▶ _EXERCISE REQUIREMENTS_
Turn the paragraph in the Flink forum thread that begins "We are using Flink for streaming" into a short bulleted list that keeps its main points.

** Begin EXCERPTED PASSAGE **

Hi,
We are using Flink for streaming and find the "stop-the-world" recovery behavior of Flink prohibitive for use cases that prioritize availability. Partial recovery as outlined in FLIP-1 would probably alleviate these concerns. https://cwiki.apache.org/confluence/display/FLINK/FLIP-1+%3A+Fine+Grained+Recovery+from+Task+Failures Looking at the subtasks in https://issues.apache.org/jira/browse/FLINK-4256 it appears that much of the work was already done but not much recent progress? What is missing (for streaming)? How close is version 2 (recovery from limited intermediate results)? Thanks! Thomas |
Hi,
1. Currently, much work in FLINK-4256 is about failover improvements in the bouded dataset scenario. 2. For the streaming scenario, a new shuffle plugin + proper failover strategy could avoid the "stop-the-word" recovery. 3. We have already done many works about the new shuffle in the old Flink shuffle architectures because many of our customers have the concern. We have a plan to move the work to the new Flink pluggable shuffle architecture. Best, Guowei Thomas Weise <[hidden email]> 于2019年7月26日周五 上午8:54写道: > Hi, > > We are using Flink for streaming and find the "stop-the-world" recovery > behavior of Flink prohibitive for use cases that prioritize availability. > Partial recovery as outlined in FLIP-1 would probably alleviate these > concerns. > > > https://cwiki.apache.org/confluence/display/FLINK/FLIP-1+%3A+Fine+Grained+Recovery+from+Task+Failures > > Looking at the subtasks in > https://issues.apache.org/jira/browse/FLINK-4256 it > appears that much of the work was already done but not much recent > progress? What is missing (for streaming)? How close is version 2 (recovery > from limited intermediate results)? > > Thanks! > Thomas > |
Hi Thomas!

** End EXCERPTED PASSAGE **
** Begin SUPPLIED DATA **

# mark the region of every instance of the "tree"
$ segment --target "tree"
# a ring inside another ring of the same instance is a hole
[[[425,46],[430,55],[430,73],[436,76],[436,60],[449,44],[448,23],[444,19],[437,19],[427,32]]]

** End SUPPLIED DATA **

▶ _REPLY TO THE EXERCISE_
- The writer uses Flink for streaming, and Flink's "stop-the-world" recovery rules it out for use cases where availability comes first.
- Partial recovery, as outlined in FLIP-1, would probably ease these concerns.
- The subtasks in FLINK-4256 suggest much of the work was already done, but recent progress seems limited.
- Open questions: what is still missing for streaming, and how close is version 2 (recovery from limited intermediate results)?